**JOB ITEM:**
Print the lines of the entries starting with the line containing "</instance>" and continuing through the line containing "negative clicks: (587, 460)", reproducing each one exactly and including both of those lines.

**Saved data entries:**
==*==
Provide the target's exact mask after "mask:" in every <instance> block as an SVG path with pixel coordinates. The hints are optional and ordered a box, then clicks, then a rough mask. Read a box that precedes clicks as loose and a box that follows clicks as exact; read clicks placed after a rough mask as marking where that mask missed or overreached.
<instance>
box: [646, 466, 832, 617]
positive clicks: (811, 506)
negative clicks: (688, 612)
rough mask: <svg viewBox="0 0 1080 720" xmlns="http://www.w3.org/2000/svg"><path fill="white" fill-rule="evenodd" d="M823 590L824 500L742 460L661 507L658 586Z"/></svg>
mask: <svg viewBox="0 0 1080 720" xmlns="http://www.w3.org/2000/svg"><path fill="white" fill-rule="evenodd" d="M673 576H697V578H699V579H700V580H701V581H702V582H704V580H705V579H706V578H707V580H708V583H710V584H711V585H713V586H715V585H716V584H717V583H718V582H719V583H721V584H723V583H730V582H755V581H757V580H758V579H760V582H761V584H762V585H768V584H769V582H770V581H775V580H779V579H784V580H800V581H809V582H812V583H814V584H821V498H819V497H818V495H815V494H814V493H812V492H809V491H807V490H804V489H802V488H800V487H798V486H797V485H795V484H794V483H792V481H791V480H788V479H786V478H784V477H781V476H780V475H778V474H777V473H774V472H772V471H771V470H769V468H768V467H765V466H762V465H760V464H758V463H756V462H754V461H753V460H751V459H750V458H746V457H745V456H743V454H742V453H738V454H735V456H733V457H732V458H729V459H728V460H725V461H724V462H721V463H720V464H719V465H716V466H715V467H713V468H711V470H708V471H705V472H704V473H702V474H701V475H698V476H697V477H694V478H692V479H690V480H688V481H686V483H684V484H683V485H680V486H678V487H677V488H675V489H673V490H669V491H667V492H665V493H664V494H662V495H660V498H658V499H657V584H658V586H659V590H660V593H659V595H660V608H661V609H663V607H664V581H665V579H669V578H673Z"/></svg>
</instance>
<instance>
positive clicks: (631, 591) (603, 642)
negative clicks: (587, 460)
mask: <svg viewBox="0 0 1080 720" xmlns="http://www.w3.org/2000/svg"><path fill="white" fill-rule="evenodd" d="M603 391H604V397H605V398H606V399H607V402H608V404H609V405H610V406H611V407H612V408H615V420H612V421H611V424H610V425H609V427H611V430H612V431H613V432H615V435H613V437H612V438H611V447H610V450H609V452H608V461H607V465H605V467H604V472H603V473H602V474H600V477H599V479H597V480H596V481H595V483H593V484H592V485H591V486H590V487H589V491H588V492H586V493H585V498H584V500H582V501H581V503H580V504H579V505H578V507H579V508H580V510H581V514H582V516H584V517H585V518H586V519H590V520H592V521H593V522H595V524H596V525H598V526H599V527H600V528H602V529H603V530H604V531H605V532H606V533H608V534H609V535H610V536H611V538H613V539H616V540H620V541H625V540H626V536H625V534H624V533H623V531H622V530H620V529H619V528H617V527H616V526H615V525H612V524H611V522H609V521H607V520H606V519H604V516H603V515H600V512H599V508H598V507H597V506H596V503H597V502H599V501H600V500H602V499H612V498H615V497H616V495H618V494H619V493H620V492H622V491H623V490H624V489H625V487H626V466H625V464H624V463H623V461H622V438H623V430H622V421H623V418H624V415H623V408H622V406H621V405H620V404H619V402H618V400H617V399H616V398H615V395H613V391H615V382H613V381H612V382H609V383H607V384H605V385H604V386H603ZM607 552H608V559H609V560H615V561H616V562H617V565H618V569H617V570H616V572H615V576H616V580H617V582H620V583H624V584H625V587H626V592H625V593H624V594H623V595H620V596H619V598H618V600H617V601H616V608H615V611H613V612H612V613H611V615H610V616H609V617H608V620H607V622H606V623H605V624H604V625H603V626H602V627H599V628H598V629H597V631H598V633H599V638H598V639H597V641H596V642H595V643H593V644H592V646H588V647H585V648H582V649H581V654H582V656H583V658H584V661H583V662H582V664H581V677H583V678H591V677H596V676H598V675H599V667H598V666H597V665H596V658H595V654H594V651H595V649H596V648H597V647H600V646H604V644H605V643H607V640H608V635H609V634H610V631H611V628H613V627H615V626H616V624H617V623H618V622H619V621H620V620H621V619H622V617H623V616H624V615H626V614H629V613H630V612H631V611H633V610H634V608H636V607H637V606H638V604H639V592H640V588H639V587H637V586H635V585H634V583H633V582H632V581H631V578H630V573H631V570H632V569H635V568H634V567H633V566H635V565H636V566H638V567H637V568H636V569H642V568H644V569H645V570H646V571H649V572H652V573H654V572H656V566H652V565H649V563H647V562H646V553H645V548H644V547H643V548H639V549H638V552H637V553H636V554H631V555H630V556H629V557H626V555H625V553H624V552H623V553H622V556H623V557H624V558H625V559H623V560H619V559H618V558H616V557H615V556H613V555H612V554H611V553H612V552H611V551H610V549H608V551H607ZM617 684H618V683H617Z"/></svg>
==*==
**RESPONSE:**
</instance>
<instance>
positive clicks: (631, 591) (603, 642)
negative clicks: (587, 460)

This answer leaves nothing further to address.